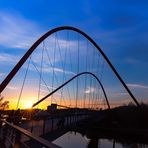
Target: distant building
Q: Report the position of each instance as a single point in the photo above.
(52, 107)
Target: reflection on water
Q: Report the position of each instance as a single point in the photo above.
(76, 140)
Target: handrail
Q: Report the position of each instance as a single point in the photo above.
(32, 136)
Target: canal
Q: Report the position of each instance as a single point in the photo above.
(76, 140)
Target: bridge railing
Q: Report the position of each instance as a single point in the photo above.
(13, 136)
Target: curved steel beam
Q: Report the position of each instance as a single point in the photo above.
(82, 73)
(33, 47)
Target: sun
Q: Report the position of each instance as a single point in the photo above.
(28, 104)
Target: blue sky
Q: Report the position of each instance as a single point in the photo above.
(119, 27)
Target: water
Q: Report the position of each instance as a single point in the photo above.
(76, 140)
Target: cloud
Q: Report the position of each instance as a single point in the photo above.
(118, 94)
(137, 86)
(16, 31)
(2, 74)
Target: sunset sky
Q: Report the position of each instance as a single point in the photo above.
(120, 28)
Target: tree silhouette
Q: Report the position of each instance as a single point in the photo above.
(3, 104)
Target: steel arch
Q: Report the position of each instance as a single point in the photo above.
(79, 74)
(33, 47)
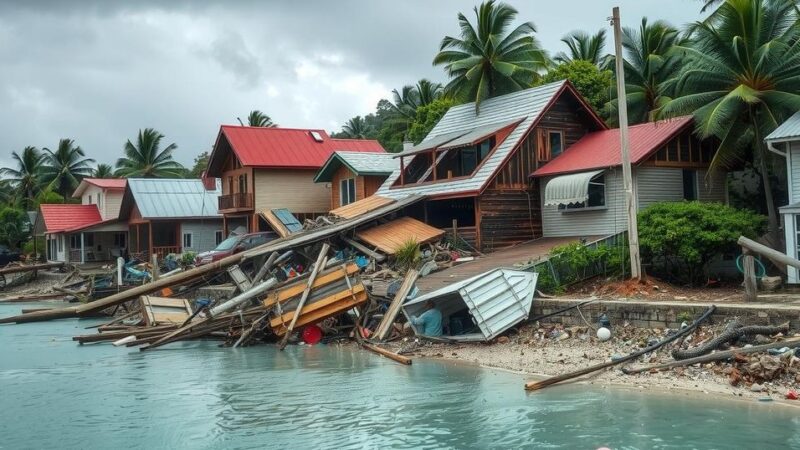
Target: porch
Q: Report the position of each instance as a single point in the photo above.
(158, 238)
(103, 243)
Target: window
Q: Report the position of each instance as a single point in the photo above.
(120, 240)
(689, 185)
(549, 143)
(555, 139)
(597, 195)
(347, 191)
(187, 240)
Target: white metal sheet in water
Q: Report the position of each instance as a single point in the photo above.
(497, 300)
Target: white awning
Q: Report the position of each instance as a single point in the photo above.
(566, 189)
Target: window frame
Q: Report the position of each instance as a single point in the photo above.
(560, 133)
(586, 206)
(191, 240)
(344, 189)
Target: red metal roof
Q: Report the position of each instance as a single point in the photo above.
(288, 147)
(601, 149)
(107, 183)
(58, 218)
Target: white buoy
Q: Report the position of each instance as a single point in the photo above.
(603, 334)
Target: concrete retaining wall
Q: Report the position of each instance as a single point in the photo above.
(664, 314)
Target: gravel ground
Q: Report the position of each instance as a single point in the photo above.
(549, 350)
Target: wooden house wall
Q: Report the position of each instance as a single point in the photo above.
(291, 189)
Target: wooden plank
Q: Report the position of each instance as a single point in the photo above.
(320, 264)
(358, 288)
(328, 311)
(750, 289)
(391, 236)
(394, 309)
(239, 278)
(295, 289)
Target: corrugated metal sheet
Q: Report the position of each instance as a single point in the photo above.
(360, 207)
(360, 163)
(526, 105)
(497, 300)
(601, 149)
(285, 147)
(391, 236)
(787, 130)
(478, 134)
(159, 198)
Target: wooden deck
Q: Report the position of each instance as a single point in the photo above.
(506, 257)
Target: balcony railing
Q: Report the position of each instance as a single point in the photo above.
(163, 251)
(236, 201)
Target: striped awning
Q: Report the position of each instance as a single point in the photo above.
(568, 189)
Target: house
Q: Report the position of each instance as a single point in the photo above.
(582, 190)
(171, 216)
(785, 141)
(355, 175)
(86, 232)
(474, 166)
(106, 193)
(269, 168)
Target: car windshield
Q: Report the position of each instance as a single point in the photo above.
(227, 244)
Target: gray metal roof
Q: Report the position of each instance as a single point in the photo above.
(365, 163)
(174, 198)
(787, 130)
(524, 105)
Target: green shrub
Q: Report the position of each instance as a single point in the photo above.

- WHAT IS EXPECTED: For the word "wall", find all matching lines in the entries above and copy them out.

- WRITTEN RESPONSE:
Target: concrete retaining wall
Target: wooden house wall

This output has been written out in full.